====== TEXT BLOCK

As you read this, you will certainly figure out which is which as I go though this. But really more importantly, while I talk about the question of some of my source material, I'll look at Wyatt Earp's biography by Stuart N. Lake entitled Wyatt Earp: Frontier Marshal. The book that made Wyatt Earp famous. The book which created the greatest myth of the Old West. A myth that still has it's defenders today. And yes, you will see why I refuse to use Lake's book as source material.

First, one book on the Earps that I really like is one that I've been re-reading lately. That book is among my sources, and it really covers more than just Tombstone and the Earps. That book is by William M. Breakenridge, entitled Helldorado: Bringing Law to the Mesquite. It was published in 1928.

While his book was ghost written by William MacLeod Raine, I read where Raine's work in crafting Helldorado: Bringing Law to the Mesquite was more as a co-author than purely his own work. Subsequently, it was was author Billy Breakenridge's creation. 

"Billy" Breakenridge arrived in Tombstone before the Earps. He saw a lot of people come and go, and he served as a deputy sheriff under Cochise County Sheriff Behan during the 1880s including before and after the gunfight at the O.K. Corral.

Breakenridge was an eye-witness to all of what went on at the time. And while some things in his book appear fabricated, his facts are a lot closer to what took place than what we find in Wyatt Earp: Frontier Marshal by Stuart Lake.

And no, it doesn't surprise me that in Helldorado: Bringing Law to the Mesquite, Breckenridge portrays Wyatt Earp as a desperado and opportunist, a pimp, a thieve, and a murderer.

After the Fitzsimmons-Sharkey fight in December of 1896 where Wyatt Earp was the key figure in that rigged fight, Earp went under the microscope and his life of shady dealings were then examined and printing in newspapers across the country. Earp himself is said to have hated the repeated attacks. He even went so far as to do newspaper interviews, but his interviews failed to stop the bad press.

Then in 1922, Frederick R. Bechdolt published When The West Was Young which included the story of Earp's Tombstone years. Bechdolt characterized the Earp-Clanton feud as being more like problems between partners in crime. Which, by the way, from what I can tell is very close to how the troubles in Tombstone really began. Too many backroom deals and double-crosses on both sides.

============
====== DATA ROWS

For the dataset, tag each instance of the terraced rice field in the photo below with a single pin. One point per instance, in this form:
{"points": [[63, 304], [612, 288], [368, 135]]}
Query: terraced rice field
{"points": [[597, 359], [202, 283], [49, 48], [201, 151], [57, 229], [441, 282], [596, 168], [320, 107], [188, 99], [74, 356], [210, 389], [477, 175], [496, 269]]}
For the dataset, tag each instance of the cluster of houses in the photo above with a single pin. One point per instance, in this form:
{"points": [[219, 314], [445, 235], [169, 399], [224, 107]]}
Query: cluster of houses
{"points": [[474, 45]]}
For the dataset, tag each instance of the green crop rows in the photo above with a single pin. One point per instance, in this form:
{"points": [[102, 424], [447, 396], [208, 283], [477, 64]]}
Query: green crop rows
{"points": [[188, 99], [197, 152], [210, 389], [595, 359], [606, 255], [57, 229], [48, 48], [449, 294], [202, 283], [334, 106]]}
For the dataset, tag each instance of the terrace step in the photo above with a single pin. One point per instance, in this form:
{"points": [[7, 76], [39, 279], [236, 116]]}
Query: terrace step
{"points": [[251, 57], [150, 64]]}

============

WHAT TO PRODUCE ->
Write what comes next in the text about Wyatt Earp's biographers, picking up after its last sentence.

EXERCISE RESULT ->
An article by John M. Scanland in the Los Angeles Times attacked Earp's character and actually got Earp's Hollywood friend William S. Hart, the New York stage actor turned silent movie cowboy actor, all riled up so much so that he defended Earp in a letter to the editor.

I believe that that was when Wyatt Earp decided to rewrite his past by finding and contracting a writer of his own to tell his side of the story. He found writer John Flood to help him produce the "true story" of his life as he saw it. And while it is said that Flood took a great number of notes from his conversations with Earp, the finished product reportedly appeared to be a copy of a bad movie script.

Earp tried to have it published through his Hollywood friends. But fact is, no one was interested for a number of reasons. First, there were all sorts of people coming forth at the time to pen their memoirs of what they saw during the Wild West. Most were trying to cash in of the romanticism of the West that was sweeping the nation at the time. Second, people thought Earp's story was simply not interesting. Even with a 30 second gunfight added to the story, there were other shootouts that were much more eventful. 

Walter Noble Burns published The Saga of Billy the Kid in 1926, and when Burns approached Wyatt about writing his life's story, Earp turned him down to stay with what Flood had come up with. Later Wyatt Earp tried to stop publication of Burns' book, Tombstone: An Iliad of the Southwest, because Earp wasn't happy that he himself wasn't made the central character.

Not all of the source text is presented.